• [MATERIAL PROVIDED]:
------------------------------------------------------------

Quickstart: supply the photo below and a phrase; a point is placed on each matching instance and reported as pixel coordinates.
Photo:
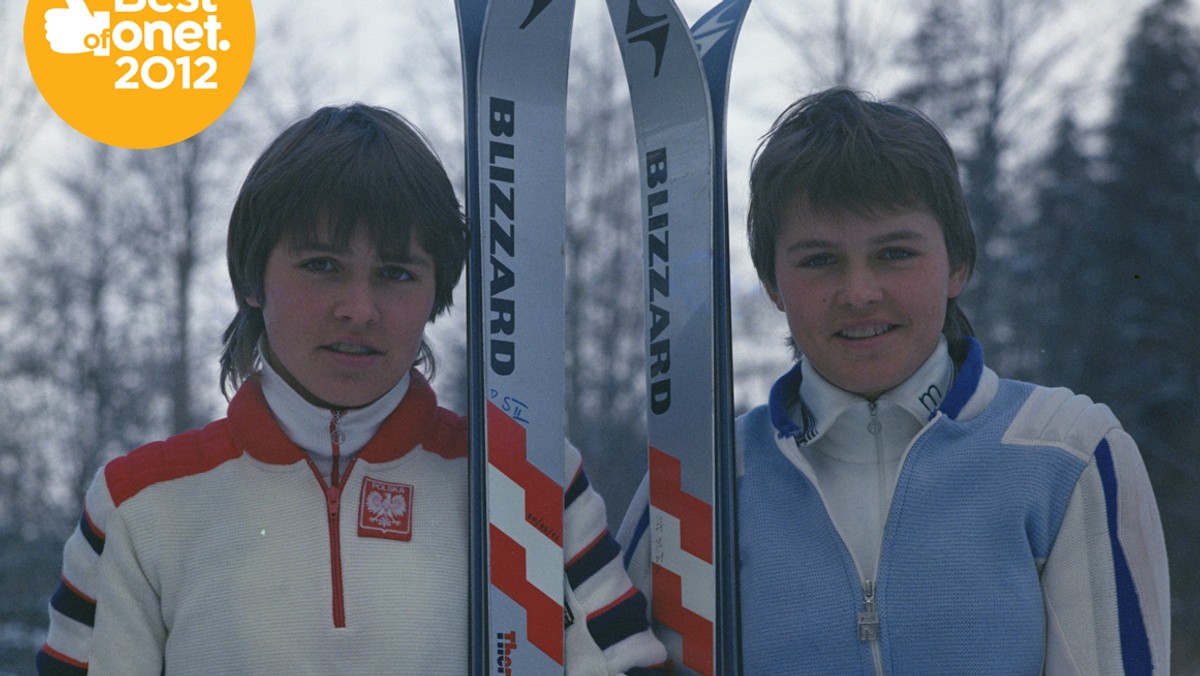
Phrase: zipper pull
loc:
(869, 620)
(333, 501)
(336, 436)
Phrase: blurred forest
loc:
(1077, 125)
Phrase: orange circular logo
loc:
(139, 73)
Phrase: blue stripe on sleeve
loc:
(49, 665)
(1134, 640)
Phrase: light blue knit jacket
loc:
(1023, 537)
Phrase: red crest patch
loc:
(385, 510)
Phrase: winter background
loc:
(1077, 125)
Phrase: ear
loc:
(958, 280)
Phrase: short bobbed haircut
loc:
(340, 171)
(838, 153)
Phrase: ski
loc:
(515, 60)
(678, 84)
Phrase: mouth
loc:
(352, 348)
(865, 331)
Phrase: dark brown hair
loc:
(335, 172)
(835, 153)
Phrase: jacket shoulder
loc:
(1060, 418)
(447, 435)
(183, 455)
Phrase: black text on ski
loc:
(501, 197)
(658, 259)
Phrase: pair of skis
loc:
(515, 65)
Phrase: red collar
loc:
(417, 420)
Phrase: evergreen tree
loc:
(1150, 366)
(1065, 291)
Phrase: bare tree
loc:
(846, 42)
(19, 100)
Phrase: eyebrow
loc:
(893, 237)
(393, 258)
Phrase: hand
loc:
(69, 28)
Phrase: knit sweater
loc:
(1023, 537)
(226, 550)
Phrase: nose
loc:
(859, 286)
(357, 301)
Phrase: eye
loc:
(897, 253)
(817, 261)
(318, 264)
(396, 274)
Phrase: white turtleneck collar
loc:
(919, 395)
(309, 425)
(855, 452)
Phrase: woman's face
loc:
(865, 297)
(343, 325)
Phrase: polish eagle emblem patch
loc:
(385, 510)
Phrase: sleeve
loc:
(634, 540)
(1105, 579)
(606, 616)
(73, 604)
(91, 627)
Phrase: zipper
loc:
(869, 618)
(333, 490)
(876, 428)
(869, 624)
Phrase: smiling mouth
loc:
(861, 333)
(352, 350)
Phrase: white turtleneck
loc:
(859, 444)
(312, 426)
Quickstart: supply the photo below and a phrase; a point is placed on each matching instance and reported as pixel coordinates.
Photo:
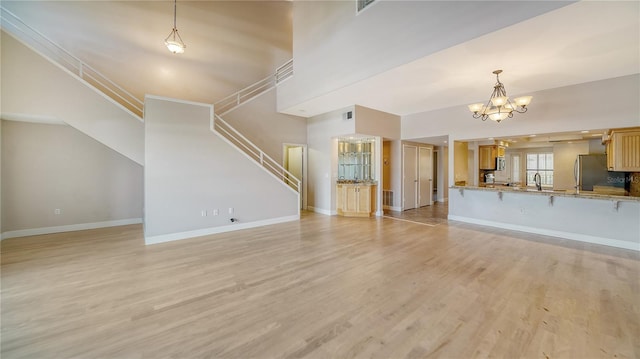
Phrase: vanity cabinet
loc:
(355, 199)
(623, 150)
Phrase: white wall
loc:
(259, 121)
(333, 47)
(323, 154)
(49, 167)
(32, 86)
(190, 172)
(443, 173)
(377, 123)
(583, 219)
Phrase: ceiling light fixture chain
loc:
(499, 106)
(174, 42)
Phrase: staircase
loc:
(42, 45)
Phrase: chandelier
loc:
(174, 42)
(499, 106)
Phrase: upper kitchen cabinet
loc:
(356, 160)
(488, 156)
(623, 150)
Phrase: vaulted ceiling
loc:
(230, 44)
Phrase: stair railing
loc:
(245, 145)
(13, 25)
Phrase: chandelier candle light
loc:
(499, 106)
(174, 42)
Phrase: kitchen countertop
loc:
(358, 182)
(556, 193)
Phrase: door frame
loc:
(404, 175)
(303, 180)
(429, 174)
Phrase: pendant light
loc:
(174, 42)
(499, 106)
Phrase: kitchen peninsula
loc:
(595, 218)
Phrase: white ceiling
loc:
(231, 44)
(582, 42)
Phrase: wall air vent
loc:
(362, 4)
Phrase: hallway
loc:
(429, 215)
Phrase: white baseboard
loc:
(69, 228)
(548, 232)
(215, 230)
(321, 211)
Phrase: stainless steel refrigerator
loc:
(591, 170)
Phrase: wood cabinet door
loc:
(626, 151)
(364, 200)
(351, 199)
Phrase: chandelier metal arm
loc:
(499, 106)
(175, 45)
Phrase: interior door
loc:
(425, 177)
(410, 177)
(294, 164)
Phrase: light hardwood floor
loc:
(323, 287)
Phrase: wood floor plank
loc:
(323, 287)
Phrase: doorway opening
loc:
(295, 161)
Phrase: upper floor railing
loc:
(236, 99)
(13, 25)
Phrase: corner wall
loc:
(191, 174)
(49, 167)
(32, 87)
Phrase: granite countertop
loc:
(556, 193)
(358, 182)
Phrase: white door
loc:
(410, 177)
(425, 177)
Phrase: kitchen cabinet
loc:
(355, 199)
(487, 157)
(623, 150)
(355, 159)
(488, 154)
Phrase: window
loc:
(540, 163)
(364, 3)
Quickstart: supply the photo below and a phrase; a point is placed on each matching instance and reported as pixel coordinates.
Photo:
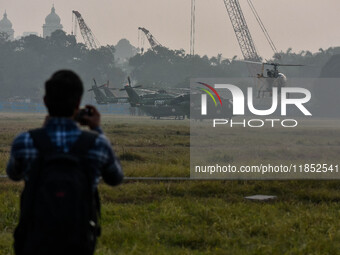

------------------------------------------------------------

• [STATED EXERCISE]: Could you return, word for word, the part of the material that opens with the line containing "Phrase: upper kitchen cabinet" and runs through the end of the material, with both of those ends included and any pictures left out?

• [TASK SOLUTION]:
Phrase: upper kitchen cabinet
loc:
(356, 160)
(488, 156)
(623, 150)
Phrase: vaulted ceiling
loc:
(230, 44)
Phrase: stair railing
loc:
(245, 145)
(13, 25)
Phrase: chandelier candle light
loc:
(499, 106)
(174, 42)
Phrase: kitchen countertop
loc:
(358, 182)
(556, 193)
Phrase: door frame
loc:
(404, 175)
(303, 180)
(429, 174)
Phrase: pendant light
loc:
(174, 42)
(499, 106)
Phrase: kitchen peninsula
loc:
(595, 218)
Phrase: white ceiling
loc:
(231, 44)
(582, 42)
Phrase: wall air vent
loc:
(362, 4)
Phrase: hallway
loc:
(429, 215)
Phrase: white baseboard
loc:
(69, 228)
(548, 232)
(215, 230)
(321, 211)
Phrase: stainless steel refrigerator
loc:
(591, 170)
Phrase: wood cabinet door
loc:
(626, 151)
(364, 200)
(351, 199)
Phrase: chandelier metal arm
loc:
(499, 106)
(175, 45)
Phrase: interior door
loc:
(425, 177)
(410, 177)
(294, 164)
Phrase: light hardwood floor
loc:
(323, 287)
Phrase: wood floor plank
loc:
(323, 287)
Phrase: doorway opening
loc:
(295, 161)
Phrase: upper floor railing
loc:
(236, 99)
(13, 25)
Phrase: corner wall
loc:
(191, 174)
(49, 167)
(32, 87)
Phrase: granite countertop
loc:
(556, 193)
(358, 182)
Phrase: white door
loc:
(410, 177)
(425, 177)
Phrase: kitchen cabinet
loc:
(355, 199)
(487, 157)
(623, 150)
(355, 159)
(488, 154)
Phrase: window
loc:
(540, 163)
(364, 3)
Quickstart: supply the photo below and a phrase; a point is placed on each matching instance and reported as pixel coordinates.
Photo:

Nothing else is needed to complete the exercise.